## STORED ROWS
------

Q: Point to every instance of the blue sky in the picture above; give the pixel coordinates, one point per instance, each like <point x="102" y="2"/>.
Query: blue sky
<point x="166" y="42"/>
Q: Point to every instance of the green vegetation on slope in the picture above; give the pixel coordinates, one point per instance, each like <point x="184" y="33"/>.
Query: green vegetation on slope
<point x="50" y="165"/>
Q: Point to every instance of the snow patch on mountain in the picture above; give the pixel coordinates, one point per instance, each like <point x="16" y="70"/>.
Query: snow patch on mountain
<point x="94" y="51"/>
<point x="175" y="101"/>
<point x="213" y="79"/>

------

## TASK STATEMENT
Every entry needs to be retyped exactly.

## RESPONSE TO THE TASK
Q: Point to every instance of the blue sky in the picture above; give the pixel coordinates, one point per instance, each like <point x="102" y="2"/>.
Query: blue sky
<point x="166" y="42"/>
Q: Point to every instance of the green vegetation on slope in the picture above; give the pixel coordinates, one point per instance, each like <point x="184" y="33"/>.
Query: green vegetation on slope
<point x="50" y="165"/>
Q: Point to every instance of the snow patch on mountain in the picture above; give the pixel coordinates, one point per instance, each like <point x="16" y="70"/>.
Query: snow patch on mountain
<point x="94" y="51"/>
<point x="175" y="101"/>
<point x="213" y="79"/>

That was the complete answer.